GOAL OF THE EXERCISE:
Extract exactly and only the lines from the one containing "Exercise. Put one point on each instance of the kayak hull" through the end of the entries below. Pictures should not appear in the copy.

[start LISTED RECORDS]

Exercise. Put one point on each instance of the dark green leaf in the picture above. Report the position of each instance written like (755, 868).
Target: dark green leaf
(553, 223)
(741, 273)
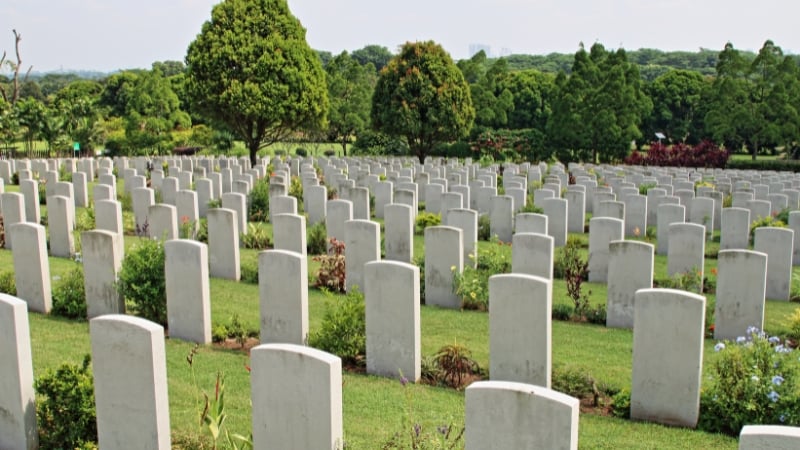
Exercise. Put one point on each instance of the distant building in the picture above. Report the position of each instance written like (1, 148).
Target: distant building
(475, 48)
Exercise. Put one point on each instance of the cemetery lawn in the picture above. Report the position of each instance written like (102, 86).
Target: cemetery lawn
(376, 408)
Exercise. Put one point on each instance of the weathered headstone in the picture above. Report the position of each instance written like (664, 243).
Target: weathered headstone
(102, 260)
(296, 393)
(741, 289)
(520, 328)
(667, 356)
(777, 243)
(602, 230)
(630, 268)
(495, 411)
(283, 290)
(391, 294)
(17, 396)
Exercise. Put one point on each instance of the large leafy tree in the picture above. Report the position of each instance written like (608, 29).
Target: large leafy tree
(677, 99)
(422, 96)
(350, 87)
(251, 69)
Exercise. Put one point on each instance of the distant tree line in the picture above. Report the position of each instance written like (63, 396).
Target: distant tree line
(264, 84)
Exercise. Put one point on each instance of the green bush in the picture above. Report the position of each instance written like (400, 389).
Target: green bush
(484, 227)
(754, 380)
(343, 331)
(8, 285)
(259, 201)
(317, 239)
(256, 237)
(69, 296)
(65, 407)
(425, 220)
(141, 280)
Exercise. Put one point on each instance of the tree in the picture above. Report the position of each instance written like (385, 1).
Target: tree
(350, 87)
(252, 69)
(375, 54)
(421, 95)
(677, 104)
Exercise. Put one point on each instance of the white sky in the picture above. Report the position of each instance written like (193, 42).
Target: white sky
(107, 35)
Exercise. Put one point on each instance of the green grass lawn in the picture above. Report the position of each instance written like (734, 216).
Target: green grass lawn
(375, 408)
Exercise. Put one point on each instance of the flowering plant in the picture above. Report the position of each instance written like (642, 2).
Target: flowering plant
(752, 380)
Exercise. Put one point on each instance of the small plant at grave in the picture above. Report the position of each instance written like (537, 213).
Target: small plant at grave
(576, 383)
(213, 416)
(65, 407)
(689, 281)
(331, 273)
(343, 331)
(472, 284)
(259, 201)
(753, 380)
(141, 280)
(768, 221)
(256, 237)
(202, 231)
(186, 229)
(425, 220)
(456, 366)
(69, 295)
(644, 187)
(576, 270)
(84, 219)
(317, 239)
(8, 284)
(484, 227)
(530, 207)
(248, 271)
(419, 261)
(413, 435)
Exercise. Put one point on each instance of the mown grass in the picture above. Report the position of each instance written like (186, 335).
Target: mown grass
(375, 408)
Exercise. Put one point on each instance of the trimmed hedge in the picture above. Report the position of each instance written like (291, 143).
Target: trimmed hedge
(779, 165)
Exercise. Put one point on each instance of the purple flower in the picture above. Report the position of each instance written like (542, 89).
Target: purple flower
(773, 396)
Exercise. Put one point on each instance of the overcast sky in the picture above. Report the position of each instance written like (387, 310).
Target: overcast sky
(108, 35)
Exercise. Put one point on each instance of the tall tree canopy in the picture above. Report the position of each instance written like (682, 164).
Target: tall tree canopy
(350, 87)
(252, 69)
(422, 96)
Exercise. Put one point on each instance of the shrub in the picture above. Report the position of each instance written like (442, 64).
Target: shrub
(8, 284)
(256, 237)
(425, 220)
(753, 380)
(704, 154)
(141, 280)
(768, 221)
(455, 365)
(484, 227)
(331, 273)
(65, 407)
(248, 272)
(317, 239)
(472, 285)
(69, 295)
(259, 201)
(343, 331)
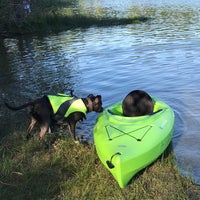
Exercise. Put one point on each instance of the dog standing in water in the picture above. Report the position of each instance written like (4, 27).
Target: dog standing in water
(137, 103)
(61, 109)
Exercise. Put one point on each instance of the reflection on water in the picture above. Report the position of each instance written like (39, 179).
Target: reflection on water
(161, 56)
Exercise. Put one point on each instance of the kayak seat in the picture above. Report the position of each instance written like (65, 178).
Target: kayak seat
(120, 114)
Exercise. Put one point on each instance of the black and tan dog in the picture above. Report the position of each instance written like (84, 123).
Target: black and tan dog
(52, 110)
(137, 103)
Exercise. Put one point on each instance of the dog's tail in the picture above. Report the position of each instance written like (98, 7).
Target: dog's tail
(18, 107)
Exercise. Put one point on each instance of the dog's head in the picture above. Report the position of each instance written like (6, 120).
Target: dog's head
(137, 103)
(94, 103)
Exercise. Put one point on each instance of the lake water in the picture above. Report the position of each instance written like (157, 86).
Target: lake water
(160, 56)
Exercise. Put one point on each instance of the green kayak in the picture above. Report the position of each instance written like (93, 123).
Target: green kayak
(126, 145)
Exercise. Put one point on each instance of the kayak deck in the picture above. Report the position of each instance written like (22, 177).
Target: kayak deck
(125, 145)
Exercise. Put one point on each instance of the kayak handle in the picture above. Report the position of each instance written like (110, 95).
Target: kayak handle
(109, 162)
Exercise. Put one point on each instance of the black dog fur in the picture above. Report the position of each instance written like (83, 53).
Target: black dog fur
(137, 103)
(41, 112)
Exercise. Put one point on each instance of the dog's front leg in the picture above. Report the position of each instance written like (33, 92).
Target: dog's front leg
(43, 129)
(32, 123)
(72, 127)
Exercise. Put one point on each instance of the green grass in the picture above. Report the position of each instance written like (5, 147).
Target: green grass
(29, 170)
(54, 16)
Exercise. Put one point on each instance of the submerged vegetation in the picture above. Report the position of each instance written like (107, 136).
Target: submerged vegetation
(54, 15)
(30, 170)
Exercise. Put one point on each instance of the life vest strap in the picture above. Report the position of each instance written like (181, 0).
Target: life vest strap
(59, 115)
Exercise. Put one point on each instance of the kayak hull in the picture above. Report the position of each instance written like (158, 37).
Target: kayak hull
(126, 145)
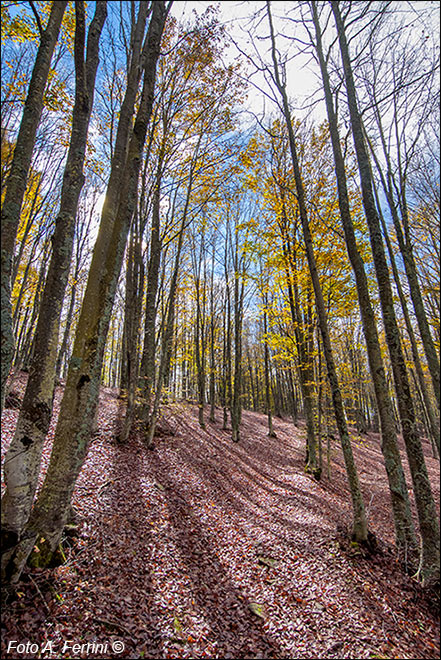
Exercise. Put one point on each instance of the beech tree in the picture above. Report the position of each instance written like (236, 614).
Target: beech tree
(423, 494)
(22, 462)
(17, 178)
(78, 407)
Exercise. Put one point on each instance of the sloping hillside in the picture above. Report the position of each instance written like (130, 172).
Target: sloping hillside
(205, 548)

[end LISTED RECORDS]

SOLUTION:
Exercise. Put one point on each instance of the kayak hull in the picture above. Report the position of each instance written like (158, 37).
Target: kayak hull
(126, 145)
Exercise. Put one point on each instance of the beech tree in the picture above. Report the position of each instance written like (236, 614).
Target: beech tree
(423, 494)
(22, 462)
(17, 178)
(78, 407)
Exercise. Put one point on each instance of the sloping hillside in the picture above. Report the position of each instance written like (130, 172).
Target: sloping hillside
(205, 548)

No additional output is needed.